> **To do**
Please reproduce the Pinterest passage below word for word, from "I have 653 pins" up to and including "blown my budget.".

> **Passage given**

I have 653 pins on my various Pinterest boards. I also have 514 followers and I personally follow 149 people. In fact, Pinterest is often used as a downtime activity for me – I’ll settle into bed at night and surf on my tablet, pinning everything from recipes, to outfit ideas, to beauty tips. After all, Pinterest is meant to be a cyber bulletin board, where you can keep all of your ideas and inspiration in one place.

Despite the many positive aspects of Pinterest, there is a downside: Often, Pinterest can entice you to spend money. I see all the cute clothes, home decor, and amazing recipes, and before I know it, I’ve blown my budget.

As a blogger, I find that Pinterest is an excellent social media marketing tool, and I’ve found tons of ideas and tips that have made my life easier. But it’s all too easy to hop online and suddenly feel like you need a new wardrobe, a home full of chevron accents, and a completely new diet based completely on pricey organic finds. If you want to use Pinterest, the trick is to use it responsibly so that a half hour of pinning doesn’t also mean an empty bank account.

> **Entries**
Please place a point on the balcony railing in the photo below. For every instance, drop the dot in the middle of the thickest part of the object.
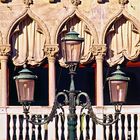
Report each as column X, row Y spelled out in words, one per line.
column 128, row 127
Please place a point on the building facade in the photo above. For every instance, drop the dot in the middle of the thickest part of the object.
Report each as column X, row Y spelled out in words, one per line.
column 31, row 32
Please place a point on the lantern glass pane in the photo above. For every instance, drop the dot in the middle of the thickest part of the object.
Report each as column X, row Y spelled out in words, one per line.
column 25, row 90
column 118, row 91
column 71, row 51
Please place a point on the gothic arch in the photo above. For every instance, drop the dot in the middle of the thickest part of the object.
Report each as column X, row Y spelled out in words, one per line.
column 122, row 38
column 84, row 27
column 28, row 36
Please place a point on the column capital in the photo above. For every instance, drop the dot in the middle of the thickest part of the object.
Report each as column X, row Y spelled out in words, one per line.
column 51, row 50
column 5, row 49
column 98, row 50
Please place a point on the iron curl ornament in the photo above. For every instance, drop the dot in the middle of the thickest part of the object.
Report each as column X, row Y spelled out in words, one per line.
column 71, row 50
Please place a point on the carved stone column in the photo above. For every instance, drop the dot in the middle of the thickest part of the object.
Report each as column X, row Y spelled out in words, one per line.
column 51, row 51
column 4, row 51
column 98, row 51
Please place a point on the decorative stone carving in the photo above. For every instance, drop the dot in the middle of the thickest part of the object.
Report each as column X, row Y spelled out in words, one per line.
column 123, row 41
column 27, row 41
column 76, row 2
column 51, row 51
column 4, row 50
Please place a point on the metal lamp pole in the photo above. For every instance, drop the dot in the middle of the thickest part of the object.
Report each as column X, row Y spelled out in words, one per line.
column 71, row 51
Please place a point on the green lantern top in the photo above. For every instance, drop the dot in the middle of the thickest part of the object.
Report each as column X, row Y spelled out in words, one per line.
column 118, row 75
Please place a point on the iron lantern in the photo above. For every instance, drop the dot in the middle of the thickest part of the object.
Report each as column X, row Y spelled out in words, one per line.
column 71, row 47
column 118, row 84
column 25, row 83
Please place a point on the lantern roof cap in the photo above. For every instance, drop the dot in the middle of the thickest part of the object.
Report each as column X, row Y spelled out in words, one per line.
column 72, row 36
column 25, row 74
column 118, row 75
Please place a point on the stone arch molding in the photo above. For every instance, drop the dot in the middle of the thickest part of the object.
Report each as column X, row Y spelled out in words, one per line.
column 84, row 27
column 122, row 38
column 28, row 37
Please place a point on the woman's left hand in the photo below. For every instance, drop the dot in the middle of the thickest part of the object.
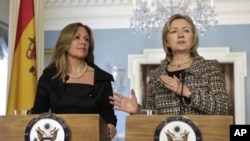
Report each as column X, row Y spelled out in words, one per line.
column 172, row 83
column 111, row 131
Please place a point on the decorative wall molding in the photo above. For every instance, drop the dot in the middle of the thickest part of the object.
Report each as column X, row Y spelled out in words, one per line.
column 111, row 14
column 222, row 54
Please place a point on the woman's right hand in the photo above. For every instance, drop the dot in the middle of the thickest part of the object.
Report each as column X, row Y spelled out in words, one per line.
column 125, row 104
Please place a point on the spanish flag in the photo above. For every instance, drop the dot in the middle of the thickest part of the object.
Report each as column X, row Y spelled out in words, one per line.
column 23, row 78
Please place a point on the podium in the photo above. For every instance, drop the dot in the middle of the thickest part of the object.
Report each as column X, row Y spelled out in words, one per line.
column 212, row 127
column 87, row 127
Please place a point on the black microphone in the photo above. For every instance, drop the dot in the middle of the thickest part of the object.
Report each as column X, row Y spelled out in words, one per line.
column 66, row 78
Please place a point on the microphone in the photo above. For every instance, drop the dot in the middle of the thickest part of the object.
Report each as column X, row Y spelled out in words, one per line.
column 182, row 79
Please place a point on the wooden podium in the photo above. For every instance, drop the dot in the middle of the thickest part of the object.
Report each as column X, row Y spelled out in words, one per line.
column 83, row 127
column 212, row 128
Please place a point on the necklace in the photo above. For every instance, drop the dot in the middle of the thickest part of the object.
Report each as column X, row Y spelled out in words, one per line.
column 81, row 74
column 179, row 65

==

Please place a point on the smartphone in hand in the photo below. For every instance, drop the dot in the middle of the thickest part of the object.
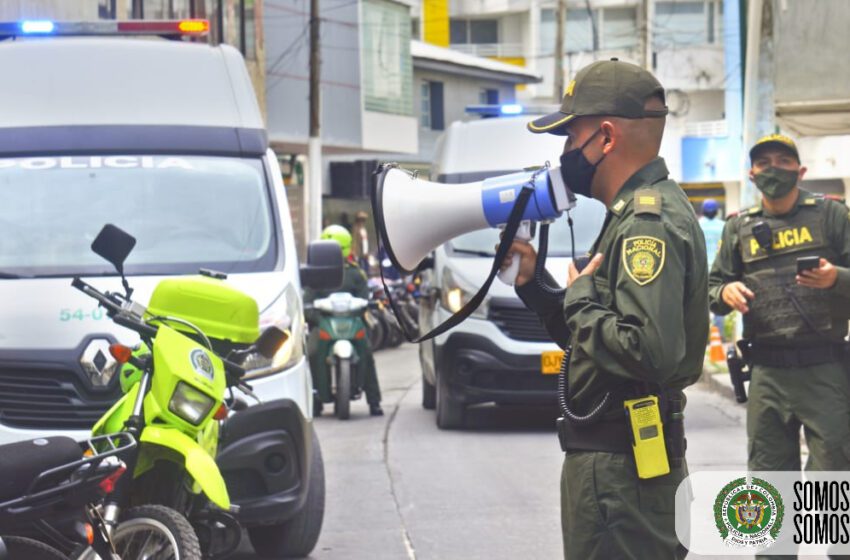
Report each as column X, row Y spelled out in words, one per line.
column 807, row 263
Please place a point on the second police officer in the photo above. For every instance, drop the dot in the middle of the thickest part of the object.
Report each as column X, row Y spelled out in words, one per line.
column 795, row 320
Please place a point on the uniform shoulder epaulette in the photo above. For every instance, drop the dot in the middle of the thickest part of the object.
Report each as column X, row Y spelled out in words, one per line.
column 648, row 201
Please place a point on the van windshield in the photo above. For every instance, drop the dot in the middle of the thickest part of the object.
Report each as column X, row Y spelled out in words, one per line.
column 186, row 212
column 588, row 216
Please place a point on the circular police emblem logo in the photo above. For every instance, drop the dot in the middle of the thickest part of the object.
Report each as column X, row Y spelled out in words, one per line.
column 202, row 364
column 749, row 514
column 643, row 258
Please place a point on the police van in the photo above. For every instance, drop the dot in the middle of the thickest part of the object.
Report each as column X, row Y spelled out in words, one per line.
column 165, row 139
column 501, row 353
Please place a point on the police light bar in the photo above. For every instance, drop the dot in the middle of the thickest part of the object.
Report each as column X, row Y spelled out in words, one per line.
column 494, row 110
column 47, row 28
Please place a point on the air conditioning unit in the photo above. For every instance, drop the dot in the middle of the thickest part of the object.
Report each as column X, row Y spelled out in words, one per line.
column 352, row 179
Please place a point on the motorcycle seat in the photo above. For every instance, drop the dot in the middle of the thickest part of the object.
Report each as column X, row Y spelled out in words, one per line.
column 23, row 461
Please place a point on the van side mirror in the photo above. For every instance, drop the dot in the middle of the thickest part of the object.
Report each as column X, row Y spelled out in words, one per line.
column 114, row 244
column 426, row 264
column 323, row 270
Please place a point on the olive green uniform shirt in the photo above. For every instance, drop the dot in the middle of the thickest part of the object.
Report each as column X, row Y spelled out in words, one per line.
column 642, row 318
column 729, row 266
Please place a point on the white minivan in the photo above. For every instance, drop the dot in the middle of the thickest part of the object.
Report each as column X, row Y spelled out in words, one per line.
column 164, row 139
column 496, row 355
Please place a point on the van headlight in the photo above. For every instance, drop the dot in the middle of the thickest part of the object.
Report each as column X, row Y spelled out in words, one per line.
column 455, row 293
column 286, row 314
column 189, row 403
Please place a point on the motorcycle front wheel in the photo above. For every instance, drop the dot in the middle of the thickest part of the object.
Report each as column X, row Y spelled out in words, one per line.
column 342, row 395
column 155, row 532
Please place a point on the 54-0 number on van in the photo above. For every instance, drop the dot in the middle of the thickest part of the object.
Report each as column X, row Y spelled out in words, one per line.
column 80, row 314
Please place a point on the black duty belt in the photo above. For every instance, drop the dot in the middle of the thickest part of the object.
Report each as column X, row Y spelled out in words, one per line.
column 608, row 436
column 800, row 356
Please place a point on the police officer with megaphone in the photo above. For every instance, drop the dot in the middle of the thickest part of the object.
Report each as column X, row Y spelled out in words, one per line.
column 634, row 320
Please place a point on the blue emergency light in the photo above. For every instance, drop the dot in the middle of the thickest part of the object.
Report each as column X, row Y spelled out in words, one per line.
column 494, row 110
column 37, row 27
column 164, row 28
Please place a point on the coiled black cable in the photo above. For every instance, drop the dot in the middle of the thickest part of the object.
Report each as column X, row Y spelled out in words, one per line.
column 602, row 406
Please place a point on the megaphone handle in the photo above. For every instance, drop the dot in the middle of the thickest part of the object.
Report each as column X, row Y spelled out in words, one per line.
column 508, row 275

> **Correct response**
I have 653 pins on my various Pinterest boards. I also have 514 followers and I personally follow 149 people. In fact, Pinterest is often used as a downtime activity for me – I’ll settle into bed at night and surf on my tablet, pinning everything from recipes, to outfit ideas, to beauty tips. After all, Pinterest is meant to be a cyber bulletin board, where you can keep all of your ideas and inspiration in one place.

Despite the many positive aspects of Pinterest, there is a downside: Often, Pinterest can entice you to spend money. I see all the cute clothes, home decor, and amazing recipes, and before I know it, I’ve blown my budget.